- _STATED GOAL_
Copy the records between the lines holding "Could you kindly segment every instance of the bulbous" and "66], [138, 60]]", inclusive, and swap "bulbous" for "rounded", leaving everything else unchanged.

- _ENTRIES_

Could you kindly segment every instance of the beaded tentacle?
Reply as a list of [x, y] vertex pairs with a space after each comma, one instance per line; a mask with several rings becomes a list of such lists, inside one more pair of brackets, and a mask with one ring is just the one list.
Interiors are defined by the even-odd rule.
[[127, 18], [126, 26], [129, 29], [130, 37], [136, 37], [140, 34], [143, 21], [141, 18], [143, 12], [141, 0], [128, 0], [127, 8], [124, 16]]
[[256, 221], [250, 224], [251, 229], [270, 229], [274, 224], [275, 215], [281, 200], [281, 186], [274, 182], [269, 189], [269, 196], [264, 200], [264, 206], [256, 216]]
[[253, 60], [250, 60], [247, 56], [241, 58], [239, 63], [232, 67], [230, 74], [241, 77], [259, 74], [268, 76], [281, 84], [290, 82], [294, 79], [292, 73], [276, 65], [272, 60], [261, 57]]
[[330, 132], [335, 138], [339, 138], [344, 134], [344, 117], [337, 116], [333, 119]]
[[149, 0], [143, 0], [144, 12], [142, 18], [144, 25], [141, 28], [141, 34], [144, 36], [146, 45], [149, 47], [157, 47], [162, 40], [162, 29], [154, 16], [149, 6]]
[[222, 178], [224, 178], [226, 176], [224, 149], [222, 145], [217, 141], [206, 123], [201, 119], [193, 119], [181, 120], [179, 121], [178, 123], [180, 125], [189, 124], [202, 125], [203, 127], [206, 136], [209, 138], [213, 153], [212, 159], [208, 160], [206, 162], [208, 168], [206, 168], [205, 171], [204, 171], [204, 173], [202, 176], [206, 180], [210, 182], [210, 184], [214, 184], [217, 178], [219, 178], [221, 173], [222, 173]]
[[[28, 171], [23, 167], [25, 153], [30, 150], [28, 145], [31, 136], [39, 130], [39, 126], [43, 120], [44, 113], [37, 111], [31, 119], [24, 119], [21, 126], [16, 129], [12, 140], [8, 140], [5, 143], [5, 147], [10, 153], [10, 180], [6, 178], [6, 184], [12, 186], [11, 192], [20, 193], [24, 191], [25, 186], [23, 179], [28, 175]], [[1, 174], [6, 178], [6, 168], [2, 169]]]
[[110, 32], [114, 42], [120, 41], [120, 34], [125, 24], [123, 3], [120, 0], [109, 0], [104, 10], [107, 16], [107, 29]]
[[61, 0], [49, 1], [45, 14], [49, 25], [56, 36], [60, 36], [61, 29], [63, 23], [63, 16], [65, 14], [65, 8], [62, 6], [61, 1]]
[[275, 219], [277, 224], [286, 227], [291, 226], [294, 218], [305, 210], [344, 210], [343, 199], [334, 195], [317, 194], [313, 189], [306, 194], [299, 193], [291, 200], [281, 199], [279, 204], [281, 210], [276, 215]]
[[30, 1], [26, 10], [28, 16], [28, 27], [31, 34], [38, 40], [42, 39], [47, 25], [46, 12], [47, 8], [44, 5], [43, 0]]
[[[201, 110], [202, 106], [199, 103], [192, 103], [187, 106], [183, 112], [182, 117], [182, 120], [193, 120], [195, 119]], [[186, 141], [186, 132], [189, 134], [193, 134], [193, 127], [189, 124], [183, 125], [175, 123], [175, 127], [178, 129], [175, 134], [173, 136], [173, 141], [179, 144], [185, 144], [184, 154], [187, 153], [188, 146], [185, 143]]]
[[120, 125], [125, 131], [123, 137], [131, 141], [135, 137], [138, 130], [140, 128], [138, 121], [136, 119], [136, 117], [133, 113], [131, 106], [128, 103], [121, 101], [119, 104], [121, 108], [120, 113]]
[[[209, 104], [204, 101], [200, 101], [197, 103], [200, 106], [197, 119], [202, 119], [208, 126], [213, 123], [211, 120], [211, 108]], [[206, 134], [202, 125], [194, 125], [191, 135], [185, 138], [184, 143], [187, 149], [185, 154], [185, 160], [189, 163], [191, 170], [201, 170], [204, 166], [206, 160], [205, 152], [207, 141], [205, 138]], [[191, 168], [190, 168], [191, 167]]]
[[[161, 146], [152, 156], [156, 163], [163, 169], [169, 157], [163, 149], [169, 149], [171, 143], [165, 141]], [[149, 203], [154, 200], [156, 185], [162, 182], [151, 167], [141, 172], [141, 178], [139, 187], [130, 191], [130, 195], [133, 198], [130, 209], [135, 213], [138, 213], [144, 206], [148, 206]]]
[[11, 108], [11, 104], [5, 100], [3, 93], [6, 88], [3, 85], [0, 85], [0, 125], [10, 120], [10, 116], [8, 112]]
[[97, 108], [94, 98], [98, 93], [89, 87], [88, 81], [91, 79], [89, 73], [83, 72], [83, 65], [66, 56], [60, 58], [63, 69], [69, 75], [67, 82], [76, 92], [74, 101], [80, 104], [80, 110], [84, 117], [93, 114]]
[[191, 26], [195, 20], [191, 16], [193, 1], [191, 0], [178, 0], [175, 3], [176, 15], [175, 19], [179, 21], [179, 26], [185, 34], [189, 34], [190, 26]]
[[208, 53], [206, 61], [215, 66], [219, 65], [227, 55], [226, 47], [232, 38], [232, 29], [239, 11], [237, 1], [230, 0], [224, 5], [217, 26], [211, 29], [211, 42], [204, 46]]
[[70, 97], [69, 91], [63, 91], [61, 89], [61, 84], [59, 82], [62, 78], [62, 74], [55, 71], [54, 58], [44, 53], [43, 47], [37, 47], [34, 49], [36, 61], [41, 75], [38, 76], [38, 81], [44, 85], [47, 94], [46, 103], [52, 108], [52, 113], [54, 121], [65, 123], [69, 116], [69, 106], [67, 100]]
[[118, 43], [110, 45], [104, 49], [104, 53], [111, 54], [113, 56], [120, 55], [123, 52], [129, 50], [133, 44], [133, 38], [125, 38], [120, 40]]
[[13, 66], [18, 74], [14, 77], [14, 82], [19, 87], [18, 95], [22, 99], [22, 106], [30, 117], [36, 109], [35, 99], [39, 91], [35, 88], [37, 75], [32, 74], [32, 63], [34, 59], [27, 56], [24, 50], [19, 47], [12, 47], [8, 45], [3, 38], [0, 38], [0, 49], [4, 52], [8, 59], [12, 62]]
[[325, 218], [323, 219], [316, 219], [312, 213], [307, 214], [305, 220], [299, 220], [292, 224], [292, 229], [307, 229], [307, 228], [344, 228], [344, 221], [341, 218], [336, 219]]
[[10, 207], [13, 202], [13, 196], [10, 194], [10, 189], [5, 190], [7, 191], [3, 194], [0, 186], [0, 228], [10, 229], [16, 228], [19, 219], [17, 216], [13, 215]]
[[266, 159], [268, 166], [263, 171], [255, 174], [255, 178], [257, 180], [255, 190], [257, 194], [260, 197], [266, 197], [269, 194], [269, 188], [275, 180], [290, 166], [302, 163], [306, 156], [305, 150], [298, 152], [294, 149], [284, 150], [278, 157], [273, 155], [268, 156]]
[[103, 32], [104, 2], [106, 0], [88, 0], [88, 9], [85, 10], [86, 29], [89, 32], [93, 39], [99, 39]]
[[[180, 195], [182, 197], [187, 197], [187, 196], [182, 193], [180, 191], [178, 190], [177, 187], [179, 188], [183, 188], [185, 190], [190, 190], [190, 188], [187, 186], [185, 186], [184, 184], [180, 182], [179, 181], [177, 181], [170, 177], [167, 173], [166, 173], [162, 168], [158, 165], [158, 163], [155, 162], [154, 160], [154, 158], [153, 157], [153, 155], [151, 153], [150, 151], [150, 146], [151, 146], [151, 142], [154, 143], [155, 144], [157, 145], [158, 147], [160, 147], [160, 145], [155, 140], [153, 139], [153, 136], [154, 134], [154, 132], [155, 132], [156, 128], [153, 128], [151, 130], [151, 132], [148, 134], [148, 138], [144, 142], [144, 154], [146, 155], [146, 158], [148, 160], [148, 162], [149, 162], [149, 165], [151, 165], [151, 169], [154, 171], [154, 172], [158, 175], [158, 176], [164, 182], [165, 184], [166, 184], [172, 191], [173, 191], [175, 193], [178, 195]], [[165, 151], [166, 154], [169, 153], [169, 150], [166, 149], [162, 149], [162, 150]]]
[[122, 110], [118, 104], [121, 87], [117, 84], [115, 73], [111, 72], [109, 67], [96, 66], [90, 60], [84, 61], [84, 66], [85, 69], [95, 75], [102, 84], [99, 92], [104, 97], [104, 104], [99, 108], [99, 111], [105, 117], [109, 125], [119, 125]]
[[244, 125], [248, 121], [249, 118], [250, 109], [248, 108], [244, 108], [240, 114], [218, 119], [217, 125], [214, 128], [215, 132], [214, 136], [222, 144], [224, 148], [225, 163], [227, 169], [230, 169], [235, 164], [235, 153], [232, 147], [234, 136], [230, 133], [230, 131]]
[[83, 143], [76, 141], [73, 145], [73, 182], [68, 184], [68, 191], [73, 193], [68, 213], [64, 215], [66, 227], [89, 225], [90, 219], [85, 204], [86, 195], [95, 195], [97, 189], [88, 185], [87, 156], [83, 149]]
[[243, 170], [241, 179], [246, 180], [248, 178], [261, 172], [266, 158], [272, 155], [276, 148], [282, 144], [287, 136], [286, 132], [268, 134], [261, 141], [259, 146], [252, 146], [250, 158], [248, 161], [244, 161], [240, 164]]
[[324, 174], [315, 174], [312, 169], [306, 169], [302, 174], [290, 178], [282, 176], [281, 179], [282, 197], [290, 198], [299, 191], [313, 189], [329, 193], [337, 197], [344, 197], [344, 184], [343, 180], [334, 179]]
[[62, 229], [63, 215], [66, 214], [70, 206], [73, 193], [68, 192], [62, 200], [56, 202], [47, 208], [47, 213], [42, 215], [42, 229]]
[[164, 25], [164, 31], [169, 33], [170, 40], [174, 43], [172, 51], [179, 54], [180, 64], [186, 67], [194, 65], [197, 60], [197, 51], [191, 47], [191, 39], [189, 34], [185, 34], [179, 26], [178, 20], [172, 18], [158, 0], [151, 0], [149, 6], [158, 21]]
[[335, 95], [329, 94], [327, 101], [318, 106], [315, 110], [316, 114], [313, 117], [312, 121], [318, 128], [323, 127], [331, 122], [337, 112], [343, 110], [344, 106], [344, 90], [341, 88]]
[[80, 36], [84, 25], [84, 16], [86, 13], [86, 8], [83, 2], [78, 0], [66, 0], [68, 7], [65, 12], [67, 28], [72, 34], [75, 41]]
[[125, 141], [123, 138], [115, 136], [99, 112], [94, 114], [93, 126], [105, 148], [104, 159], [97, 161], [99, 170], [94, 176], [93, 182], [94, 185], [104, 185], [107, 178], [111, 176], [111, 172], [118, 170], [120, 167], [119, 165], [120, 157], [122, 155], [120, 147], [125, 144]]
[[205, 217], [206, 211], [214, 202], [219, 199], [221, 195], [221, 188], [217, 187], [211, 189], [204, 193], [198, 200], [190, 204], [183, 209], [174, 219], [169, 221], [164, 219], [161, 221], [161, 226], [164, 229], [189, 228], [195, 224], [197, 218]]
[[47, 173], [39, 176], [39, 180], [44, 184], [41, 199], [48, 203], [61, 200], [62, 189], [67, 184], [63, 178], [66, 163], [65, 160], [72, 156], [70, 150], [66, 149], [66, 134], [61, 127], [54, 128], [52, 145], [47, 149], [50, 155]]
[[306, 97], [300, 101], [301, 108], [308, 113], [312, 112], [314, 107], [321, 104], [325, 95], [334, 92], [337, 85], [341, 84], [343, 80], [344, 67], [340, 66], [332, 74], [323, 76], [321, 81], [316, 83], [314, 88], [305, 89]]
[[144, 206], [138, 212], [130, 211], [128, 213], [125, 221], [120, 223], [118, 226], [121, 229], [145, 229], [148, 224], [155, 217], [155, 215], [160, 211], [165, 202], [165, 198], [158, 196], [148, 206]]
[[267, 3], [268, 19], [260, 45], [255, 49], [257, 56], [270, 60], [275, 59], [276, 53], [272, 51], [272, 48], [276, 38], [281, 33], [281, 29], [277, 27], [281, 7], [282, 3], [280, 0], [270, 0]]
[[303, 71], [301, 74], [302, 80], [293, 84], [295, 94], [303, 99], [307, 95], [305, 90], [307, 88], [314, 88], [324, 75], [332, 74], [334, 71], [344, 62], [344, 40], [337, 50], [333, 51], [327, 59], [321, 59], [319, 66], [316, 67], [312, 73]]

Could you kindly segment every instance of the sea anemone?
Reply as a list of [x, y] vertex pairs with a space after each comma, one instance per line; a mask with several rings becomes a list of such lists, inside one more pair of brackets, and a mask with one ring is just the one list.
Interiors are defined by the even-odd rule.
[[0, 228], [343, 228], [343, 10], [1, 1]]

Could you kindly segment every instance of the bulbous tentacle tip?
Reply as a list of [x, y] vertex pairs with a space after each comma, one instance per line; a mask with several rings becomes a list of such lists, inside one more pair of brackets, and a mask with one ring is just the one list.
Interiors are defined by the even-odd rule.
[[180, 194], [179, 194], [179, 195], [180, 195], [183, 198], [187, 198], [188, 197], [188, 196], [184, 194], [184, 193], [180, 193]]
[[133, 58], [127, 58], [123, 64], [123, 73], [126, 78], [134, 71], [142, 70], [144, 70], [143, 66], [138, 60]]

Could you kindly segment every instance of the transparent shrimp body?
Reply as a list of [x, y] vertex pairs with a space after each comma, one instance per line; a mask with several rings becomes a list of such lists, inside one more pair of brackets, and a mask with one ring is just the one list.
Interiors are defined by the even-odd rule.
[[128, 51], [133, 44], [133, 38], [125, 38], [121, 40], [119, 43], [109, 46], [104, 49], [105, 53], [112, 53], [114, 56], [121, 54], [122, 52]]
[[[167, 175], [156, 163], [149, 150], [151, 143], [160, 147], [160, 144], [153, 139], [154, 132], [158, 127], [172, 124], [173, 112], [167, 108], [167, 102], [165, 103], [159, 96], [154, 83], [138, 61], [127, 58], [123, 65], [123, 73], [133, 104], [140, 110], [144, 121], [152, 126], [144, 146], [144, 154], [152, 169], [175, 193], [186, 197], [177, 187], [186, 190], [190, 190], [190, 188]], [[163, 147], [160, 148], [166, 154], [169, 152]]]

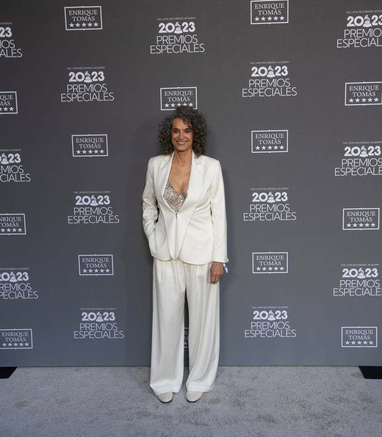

- _EXERCISE ANSWER_
Could you kindly segment every instance of the rounded tentacle tip?
Reply as a list of [x, y] vertex pairs with a space after each comma, one instance per line; a mask with several rings becomes a list of such lists, inside one more pair of brackets, and a mask with one ring is just the one list.
Interiors are defined by the even-odd rule.
[[180, 194], [179, 194], [179, 195], [180, 195], [183, 198], [187, 198], [188, 197], [188, 196], [184, 194], [184, 193], [180, 193]]
[[133, 58], [127, 58], [123, 64], [123, 73], [126, 78], [134, 71], [142, 70], [144, 70], [143, 66], [138, 60]]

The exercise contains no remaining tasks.